• AIM OF THE EXERCISE
In the forum thread about tools for pointing removal, copy word for word the passage from "Rest of my masonry" to "get used to.".

— Start DOCUMENT EXCERPT —

# Tool for pointing removal.



## superseal (Feb 4, 2009)

TheItalian204 said:


> All my trowels and pointers are from Marshalltown...I am still in search for good plaster trowel...Currently using Marshalltown XtraLite,its ok,nothing special.


Have you tried Kraft tools - http://www.krafttool.com/default.aspx
they bought W. Rose a while back so you can get some good brick trowels too if needed. Tons of stuff available here.

BTW...Rose is made right around the corner from my home and I have just about every trowel they ever made. All my jointer's and slickers are Rose you never wear them out. 

Okay, I don't own every trowel...


----------



## stonecutter (May 13, 2010)

superseal said:


> Have you tried Kraft tools - http://www.krafttool.com/default.aspx
> they bought W. Rose a while back so you can get some good brick trowels too if needed. Tons of stuff available here.
> 
> BTW...Rose is made right around the corner from my home and I have just about every trowel they ever made. All my jointer's and slickers are Rose you never wear them out.
> ...


Yup ..love my rose trowel. Mine is 9 years old.


----------



## TheItalian204 (Jun 1, 2011)

superseal said:


> Have you tried Kraft tools - http://www.krafttool.com/default.aspx
> they bought W. Rose a while back so you can get some good brick trowels too if needed. Tons of stuff available here.
> 
> BTW...Rose is made right around the corner from my home and I have just about every trowel they ever made. All my jointer's and slickers are Rose you never wear them out.
> ...


I have Rose Philly style brick trowel,really nice and I like it a lot.

Rest of my masonry knives/trowels are Marshalltown...I should definetly look into list of upgrading my tools,I recieved grant from goverment so I am kinda looking around to shop.

EDIT problem with stucco trowels is that they take time to get used to.


----------



## JD3lta (Nov 22, 2009)

I have that wooden handled Rose trowel as well, everyone gets the orange handled one, although mine is not shiny like the one in your picture. I like to grind the joints outs and expose the brick for the best best bite at least towards the front a bit. A fresh grinding wheel really helps. I tried the vacuum attachment and don't like it. I used the gun with the hopper. It works best with an old screwgun with a chuck key to lock it from getting loose where it drives the auger. Squeeze bags do the trick just as well IMO working out of a pan and theres not to much of a need to keep rinsing it for every use.


----------



## JBM (Mar 31, 2011)

superseal said:


> Have you tried Kraft tools - http://www.krafttool.com/default.aspx
> they bought W. Rose a while back so you can get some good brick trowels too if needed. Tons of stuff available here.
> 
> BTW...Rose is made right around the corner from my home and I have just about every trowel they ever made. All my jointer's and slickers are Rose you never wear them out.
> ...


Yeah I love the leather handle ones. Ive worn holes through some of my rose jointers :whistling


----------



## JBM (Mar 31, 2011)

JD3lta said:


> I tried the vacuum attachment and don't like it. I used the gun with the hopper. It works best with an old screwgun with a chuck key to lock it from getting loose where it drives the auger. .


I use this most the time. Its like a little honey badger grinder.
http://www.contractorsdirect.com/General-Tools/Angle-Grinders/Bosch-1775E-5u2033-Tuckpoint-Grinder


----------



## stonecutter (May 13, 2010)

— End DOCUMENT EXCERPT —
— Start DATA —

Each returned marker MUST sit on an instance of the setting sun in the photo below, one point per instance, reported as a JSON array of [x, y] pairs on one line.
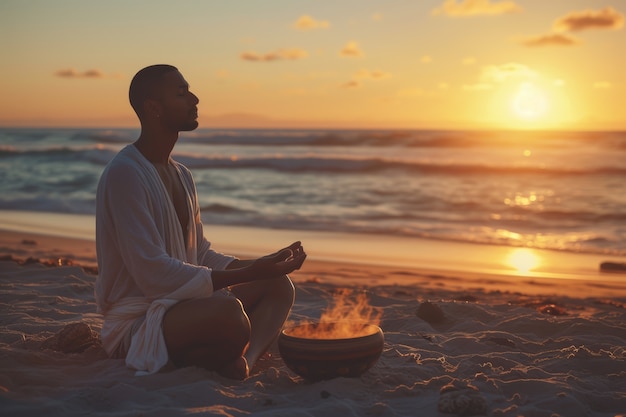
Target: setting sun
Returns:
[[530, 103], [523, 260]]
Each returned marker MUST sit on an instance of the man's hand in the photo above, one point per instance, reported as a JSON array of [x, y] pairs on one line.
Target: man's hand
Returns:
[[279, 263]]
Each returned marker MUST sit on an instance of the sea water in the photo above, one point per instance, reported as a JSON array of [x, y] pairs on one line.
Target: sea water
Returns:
[[556, 190]]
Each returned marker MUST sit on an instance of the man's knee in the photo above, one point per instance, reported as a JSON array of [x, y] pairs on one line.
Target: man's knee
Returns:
[[283, 288], [236, 320]]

— End DATA —

• WRITTEN REPLY
Rest of my masonry knives/trowels are Marshalltown...I should definetly look into list of upgrading my tools,I recieved grant from goverment so I am kinda looking around to shop.

EDIT problem with stucco trowels is that they take time to get used to.